__EXERCISE INSTRUCTIONS__. Pull out each line of the material below that contains the word "white". Case counts, so a match must have the same capital and lowercase letters.

__EXERCISE MATERIAL__.
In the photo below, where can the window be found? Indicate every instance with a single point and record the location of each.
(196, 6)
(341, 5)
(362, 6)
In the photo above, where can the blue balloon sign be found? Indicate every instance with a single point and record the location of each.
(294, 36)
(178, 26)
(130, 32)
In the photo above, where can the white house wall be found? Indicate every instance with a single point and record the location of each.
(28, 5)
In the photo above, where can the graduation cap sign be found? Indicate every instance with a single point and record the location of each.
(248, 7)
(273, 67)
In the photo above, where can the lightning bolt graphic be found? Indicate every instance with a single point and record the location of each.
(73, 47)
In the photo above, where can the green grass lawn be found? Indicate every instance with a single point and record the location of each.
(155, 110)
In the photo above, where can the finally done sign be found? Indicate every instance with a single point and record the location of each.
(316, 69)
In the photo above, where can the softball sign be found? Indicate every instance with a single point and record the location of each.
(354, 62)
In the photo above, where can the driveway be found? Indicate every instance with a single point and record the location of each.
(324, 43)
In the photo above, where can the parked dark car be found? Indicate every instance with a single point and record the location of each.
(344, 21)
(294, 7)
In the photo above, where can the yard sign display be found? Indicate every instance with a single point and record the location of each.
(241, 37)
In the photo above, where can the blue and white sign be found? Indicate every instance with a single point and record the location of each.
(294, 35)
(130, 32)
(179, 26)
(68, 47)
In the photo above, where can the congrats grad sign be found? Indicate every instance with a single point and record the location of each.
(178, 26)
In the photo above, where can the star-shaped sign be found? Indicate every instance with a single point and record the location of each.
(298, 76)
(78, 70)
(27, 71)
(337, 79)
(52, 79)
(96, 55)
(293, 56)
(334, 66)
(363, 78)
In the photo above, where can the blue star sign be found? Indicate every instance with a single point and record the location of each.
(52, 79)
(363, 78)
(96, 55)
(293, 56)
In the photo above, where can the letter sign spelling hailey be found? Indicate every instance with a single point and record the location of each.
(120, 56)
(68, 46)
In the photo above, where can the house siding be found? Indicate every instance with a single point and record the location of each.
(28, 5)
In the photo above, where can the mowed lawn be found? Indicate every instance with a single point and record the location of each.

==

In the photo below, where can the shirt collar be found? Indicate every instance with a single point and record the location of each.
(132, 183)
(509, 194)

==

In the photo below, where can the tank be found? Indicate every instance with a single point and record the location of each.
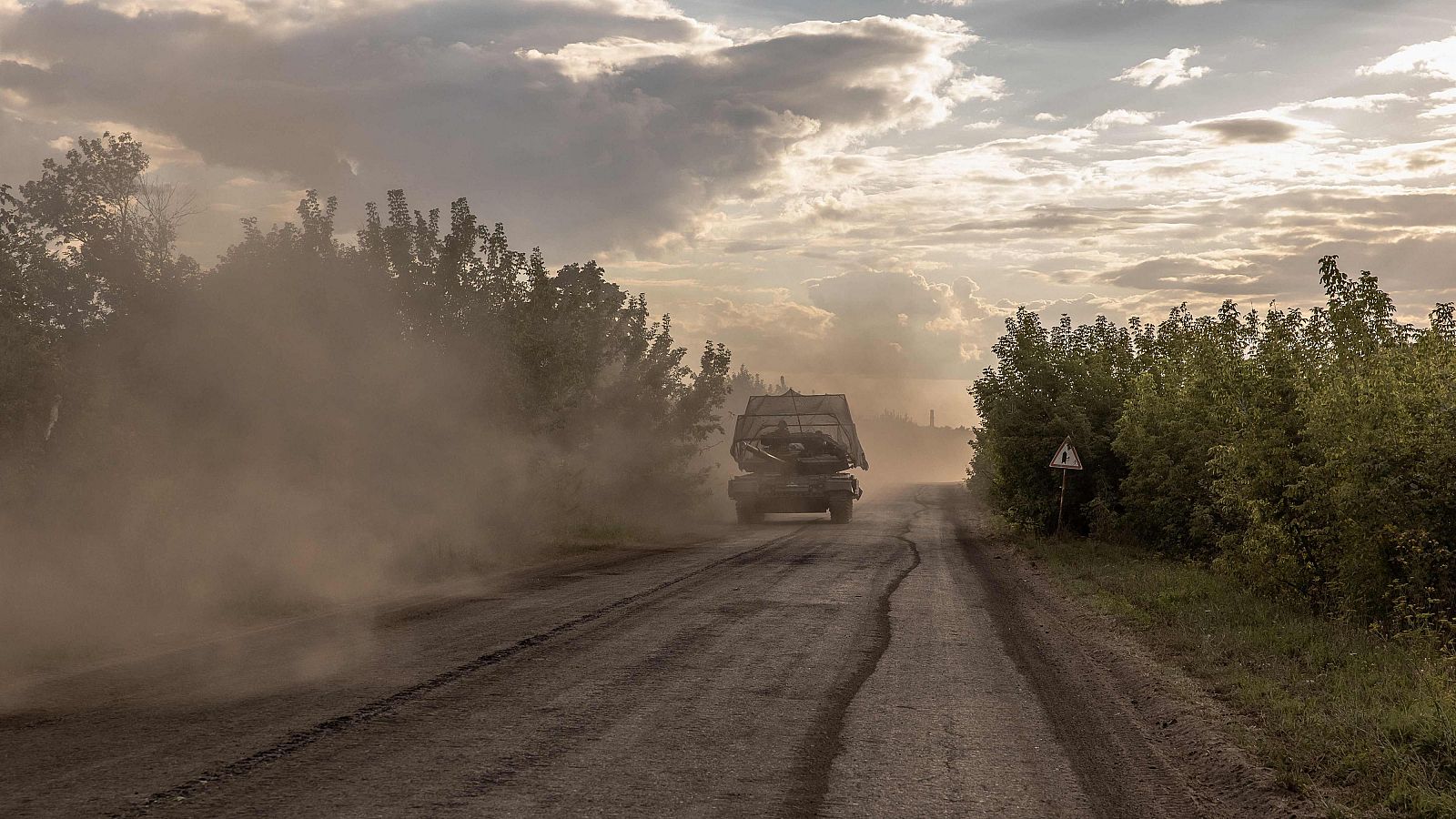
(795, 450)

__THE SOLUTION__.
In the photo above, where can the white house wall be found? Indicate every instance with a single point and record the location of each.
In the photo above, where can the blue and white sign be found? Indicate every instance with a single point and record the location of each.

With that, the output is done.